YOUR INSTRUCTIONS:
From the listing below, set down exactly the lines between the one holding "Target: wooden gate" and the one holding "Target: streaked brown plumage", inclusive. No other line is wanted.

EXERCISE INPUTS:
***

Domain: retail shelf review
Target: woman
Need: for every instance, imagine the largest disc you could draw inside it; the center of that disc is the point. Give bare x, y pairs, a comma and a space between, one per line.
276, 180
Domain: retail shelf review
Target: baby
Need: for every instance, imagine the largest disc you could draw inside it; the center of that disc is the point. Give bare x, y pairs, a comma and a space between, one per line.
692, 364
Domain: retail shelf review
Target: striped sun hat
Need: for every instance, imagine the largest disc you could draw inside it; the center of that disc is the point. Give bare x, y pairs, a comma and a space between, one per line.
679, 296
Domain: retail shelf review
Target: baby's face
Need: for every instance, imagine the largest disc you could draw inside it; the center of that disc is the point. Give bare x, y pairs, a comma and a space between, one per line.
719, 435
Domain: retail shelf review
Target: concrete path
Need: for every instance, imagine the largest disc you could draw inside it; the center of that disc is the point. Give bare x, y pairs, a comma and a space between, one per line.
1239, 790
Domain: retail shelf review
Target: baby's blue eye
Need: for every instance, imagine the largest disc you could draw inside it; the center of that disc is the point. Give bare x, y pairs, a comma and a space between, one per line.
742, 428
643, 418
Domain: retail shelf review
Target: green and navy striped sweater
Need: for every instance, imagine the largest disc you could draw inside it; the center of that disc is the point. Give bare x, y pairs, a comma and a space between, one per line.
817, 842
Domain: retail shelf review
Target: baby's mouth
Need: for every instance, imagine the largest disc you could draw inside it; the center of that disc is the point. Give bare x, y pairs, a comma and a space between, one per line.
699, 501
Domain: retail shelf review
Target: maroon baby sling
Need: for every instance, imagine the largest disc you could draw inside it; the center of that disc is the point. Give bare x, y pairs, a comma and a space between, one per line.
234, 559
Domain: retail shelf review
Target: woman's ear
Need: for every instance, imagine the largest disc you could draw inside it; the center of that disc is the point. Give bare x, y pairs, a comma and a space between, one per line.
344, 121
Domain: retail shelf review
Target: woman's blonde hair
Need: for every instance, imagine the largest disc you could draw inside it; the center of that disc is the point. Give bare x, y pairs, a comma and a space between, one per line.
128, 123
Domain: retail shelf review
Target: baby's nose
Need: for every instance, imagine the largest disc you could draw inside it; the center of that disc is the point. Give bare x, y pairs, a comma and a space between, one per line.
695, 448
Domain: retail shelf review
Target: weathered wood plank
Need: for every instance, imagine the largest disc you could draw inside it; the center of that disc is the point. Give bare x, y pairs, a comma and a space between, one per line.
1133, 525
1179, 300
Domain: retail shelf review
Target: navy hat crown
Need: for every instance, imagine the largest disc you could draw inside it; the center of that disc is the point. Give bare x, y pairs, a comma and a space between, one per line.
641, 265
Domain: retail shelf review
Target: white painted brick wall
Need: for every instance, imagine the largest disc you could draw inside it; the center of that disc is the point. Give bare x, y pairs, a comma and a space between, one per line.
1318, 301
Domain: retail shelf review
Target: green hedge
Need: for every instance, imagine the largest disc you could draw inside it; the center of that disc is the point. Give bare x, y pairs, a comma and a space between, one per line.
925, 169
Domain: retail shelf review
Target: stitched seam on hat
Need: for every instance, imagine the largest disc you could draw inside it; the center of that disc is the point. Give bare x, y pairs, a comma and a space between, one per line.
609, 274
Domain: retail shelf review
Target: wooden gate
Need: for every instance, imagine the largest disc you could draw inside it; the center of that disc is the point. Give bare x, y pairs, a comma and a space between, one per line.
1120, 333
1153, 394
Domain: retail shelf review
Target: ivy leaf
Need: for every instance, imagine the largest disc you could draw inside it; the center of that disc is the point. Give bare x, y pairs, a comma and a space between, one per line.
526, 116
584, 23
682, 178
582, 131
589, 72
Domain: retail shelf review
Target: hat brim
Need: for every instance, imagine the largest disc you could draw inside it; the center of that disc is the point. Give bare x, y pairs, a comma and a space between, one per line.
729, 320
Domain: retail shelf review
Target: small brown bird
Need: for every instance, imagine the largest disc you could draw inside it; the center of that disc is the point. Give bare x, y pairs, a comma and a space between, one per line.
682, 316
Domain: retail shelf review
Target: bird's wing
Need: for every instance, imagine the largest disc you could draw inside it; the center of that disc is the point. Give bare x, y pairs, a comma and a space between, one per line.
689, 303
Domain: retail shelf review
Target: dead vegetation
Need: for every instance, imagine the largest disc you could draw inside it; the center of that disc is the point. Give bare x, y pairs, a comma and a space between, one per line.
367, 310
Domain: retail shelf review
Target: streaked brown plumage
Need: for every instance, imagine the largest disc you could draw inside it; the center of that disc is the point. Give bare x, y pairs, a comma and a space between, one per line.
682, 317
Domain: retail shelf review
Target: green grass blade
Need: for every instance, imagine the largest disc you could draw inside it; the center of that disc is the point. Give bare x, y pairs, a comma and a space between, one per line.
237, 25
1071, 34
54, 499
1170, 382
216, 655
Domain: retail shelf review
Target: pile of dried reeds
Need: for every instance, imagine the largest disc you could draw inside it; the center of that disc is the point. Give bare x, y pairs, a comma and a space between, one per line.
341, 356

***

ANSWER BELOW:
Target: wooden gate
Need: for every instance, imagine the largest disc you could draw inside it; the center of that disc is the point. Give bare x, y pairs, a comma and a space between, one per line.
1120, 333
1153, 394
Domain: retail shelf review
Target: ivy leaf
Need: for every instance, imagine the largest disc you could draw inside it; the center of that disc is the point. Give bare x, y pairs, a comma and a space between, one per line.
526, 116
584, 23
682, 178
582, 131
589, 72
Domain: retail shelf review
Target: hat brim
Need: for every instance, imagine the largest disc you could draw inside it; the center of that disc is the point. Give bare x, y pairs, a comma and a space between, one per line.
729, 320
Domain: retail shelf review
Target: small brown bird
Need: for every instance, imagine the largest disc you could draw inside it; the center of that disc is the point. Give bare x, y pairs, a comma and a space between, one per line.
682, 316
Domain: retail shelf review
Target: bird's wing
Need: for every instance, imagine the largest disc you could draw inside it; the center of that disc is the point. Give bare x, y pairs, a comma and a space between, one per line.
689, 303
Domain: retail shelf review
Target: dead vegetation
Need: for every instance, imagine the largest disc you could draw inside it; the center of that disc is the point. Give bare x, y pairs, a comma and a space between, one per line.
367, 310
Domain: retail shelf review
Target: streaked brown plumage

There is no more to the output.